* TASK INPUTS *
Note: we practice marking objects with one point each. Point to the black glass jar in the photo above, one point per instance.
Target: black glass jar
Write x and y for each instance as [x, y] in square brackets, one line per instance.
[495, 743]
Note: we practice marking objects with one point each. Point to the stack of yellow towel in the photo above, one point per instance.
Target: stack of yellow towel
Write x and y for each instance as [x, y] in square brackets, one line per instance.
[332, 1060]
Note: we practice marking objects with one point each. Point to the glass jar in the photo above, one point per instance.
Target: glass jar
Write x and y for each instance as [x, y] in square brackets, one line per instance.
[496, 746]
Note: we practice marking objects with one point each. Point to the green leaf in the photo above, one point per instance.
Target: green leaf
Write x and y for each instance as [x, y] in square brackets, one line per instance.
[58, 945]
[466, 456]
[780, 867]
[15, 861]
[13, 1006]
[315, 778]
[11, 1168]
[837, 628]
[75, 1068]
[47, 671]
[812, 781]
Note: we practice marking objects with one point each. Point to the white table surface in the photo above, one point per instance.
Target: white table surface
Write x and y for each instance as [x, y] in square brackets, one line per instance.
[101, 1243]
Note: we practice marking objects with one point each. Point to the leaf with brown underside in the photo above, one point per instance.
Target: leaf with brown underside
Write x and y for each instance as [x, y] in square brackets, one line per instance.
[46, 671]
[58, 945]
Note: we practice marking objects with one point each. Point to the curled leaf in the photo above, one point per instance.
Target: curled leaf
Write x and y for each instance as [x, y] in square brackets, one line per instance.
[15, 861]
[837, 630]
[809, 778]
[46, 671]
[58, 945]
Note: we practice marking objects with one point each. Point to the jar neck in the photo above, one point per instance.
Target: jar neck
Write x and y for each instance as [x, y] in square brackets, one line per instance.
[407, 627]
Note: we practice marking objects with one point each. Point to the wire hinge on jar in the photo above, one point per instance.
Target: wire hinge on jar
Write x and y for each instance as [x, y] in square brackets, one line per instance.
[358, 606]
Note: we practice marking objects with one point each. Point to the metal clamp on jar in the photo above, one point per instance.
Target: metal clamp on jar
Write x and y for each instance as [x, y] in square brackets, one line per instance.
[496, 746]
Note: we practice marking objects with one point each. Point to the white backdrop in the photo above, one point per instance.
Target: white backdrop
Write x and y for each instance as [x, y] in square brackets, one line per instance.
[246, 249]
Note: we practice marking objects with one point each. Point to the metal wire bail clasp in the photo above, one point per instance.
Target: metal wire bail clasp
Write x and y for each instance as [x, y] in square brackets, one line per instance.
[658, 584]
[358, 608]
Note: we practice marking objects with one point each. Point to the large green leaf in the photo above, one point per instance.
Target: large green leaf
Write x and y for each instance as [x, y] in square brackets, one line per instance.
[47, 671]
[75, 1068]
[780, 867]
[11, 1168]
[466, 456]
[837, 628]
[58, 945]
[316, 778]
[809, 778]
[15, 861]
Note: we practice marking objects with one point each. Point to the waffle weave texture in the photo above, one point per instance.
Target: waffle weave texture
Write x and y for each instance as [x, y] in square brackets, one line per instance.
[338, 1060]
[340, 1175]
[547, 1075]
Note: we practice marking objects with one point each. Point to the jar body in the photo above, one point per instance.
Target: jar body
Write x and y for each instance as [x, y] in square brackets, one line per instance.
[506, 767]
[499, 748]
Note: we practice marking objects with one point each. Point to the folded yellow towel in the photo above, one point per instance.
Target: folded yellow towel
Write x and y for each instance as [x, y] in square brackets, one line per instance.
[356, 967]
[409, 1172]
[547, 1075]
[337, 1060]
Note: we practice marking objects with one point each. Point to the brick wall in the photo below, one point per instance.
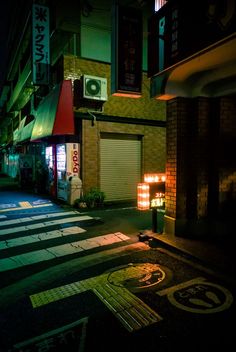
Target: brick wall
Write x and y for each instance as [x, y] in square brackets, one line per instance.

* PROBLEM TO SOLVE *
Could you reproduce all of the data above exactly and skip any image?

* RESPONSE TO THE TASK *
Note: we practice marking objects with one point each. Point to the black glass jar in the photo above, one point per instance.
Target: black glass jar
Write x and y for each instance as [x, y] in square brackets, one line per instance.
[495, 743]
Note: we practice marking objects with one point each. Point to the stack of yellow towel in the photo above, one point per instance.
Target: stack of yellow towel
Write x and y for each instance as [x, y] in square brackets, one line per instance.
[332, 1060]
Note: we practice marking objects with one point each. Point to the glass jar in the photo above, one point per instance.
Target: glass jar
Write x and y for each instance as [x, y] in square brackets, one line per instance.
[496, 746]
Note: we practice marking objects with one point each. Point to the green leaf in the photo above, one point per instance.
Target: green leaf
Write x and y for each instance as [x, y] in square brackets, one line per instance.
[58, 945]
[466, 456]
[780, 867]
[15, 861]
[13, 1006]
[315, 778]
[11, 1168]
[837, 628]
[75, 1068]
[47, 671]
[812, 781]
Note: we practice marking objects with one point each. Point to the white table surface in the photo above, one point per instance.
Target: white table surface
Write x and y for each instance as [x, y] in square brackets, one line per instance.
[101, 1243]
Note: we practice marking objects with one point each. Point to the leaf with brown underside in the photo above, one point per instance.
Target: leaf with brown underside
Write x and y for each instance as [x, y] in square brackets, one line per instance.
[46, 671]
[58, 945]
Note: we practice marking objects with one point each. Point to the curled leaf in the photo above, one point per instance.
Target: curled leaf
Write x and y for each instance as [x, y] in square brackets, one line per instance.
[15, 861]
[837, 630]
[809, 778]
[46, 671]
[58, 945]
Note: we practice marking objects with one point each. Point to the jar neck in the photo above, one point per instance.
Target: jar neck
Write x and y for each instance as [x, y] in square brackets, one line per instance.
[407, 627]
Note: we practice marking objects with one point each. Point to the wire hinge on jar in the photo above, one point per instance.
Target: wire hinge on jar
Write x and y for each instance as [x, y] in square brackets, one line per instance.
[358, 606]
Note: we practice marking objects with one point each. Point to the metal clamp on jar in the photo above, one point per instance.
Target: metal clamp on jar
Write x and y for each instance as [x, y] in square brackets, one line per instance.
[496, 746]
Note: we practice marking objects with one point each. Point to the white backdrop in the photo above, one point per instance.
Target: white backdrop
Write x and y for each instance as [x, y] in square brackets, one line per instance.
[246, 249]
Note: we practice marking objects with one point each. Point to the metal wire bail clasp in the photo above, one point per instance.
Target: metal wire bail clasp
Write x and y for each instance as [x, y] in square brackets, one line per instance.
[658, 584]
[358, 608]
Note: we practice marking objects with one point each. Point to the large green leaf in the photo above, one point per instance.
Target: large green leaf
Write x and y for each instance as [x, y] in square brackets, one line per instance.
[47, 671]
[75, 1068]
[780, 867]
[11, 1168]
[466, 456]
[837, 628]
[58, 945]
[316, 778]
[809, 778]
[15, 861]
Note: we practice marking objects with one point each. Point to the waffle weave texture in the photo above, one point per instance.
Target: waffle weave texture
Write x and y for each instance as [x, y] in square brackets, one line per instance.
[338, 1060]
[340, 1175]
[547, 1075]
Note: we practice marking objects with one point each. Point to the jar body in the photo above, one point per instance.
Target: jar body
Write x and y for each instance as [x, y] in square brackets, one line per instance.
[506, 767]
[499, 748]
Note: we practice marking objects with one point each. Point to the folded yellow towel in the photo above, one point per instance.
Target: folded yellow towel
Write x and y for each instance as [x, y] in square brackets, one line per instance.
[356, 967]
[409, 1172]
[547, 1075]
[337, 1060]
Note: we practice marking objects with one point each. Point to the brick wall in the photo below, one point per instance.
Target: brick wall
Write x and y for each instance as [x, y] in square brackets, one line per instance.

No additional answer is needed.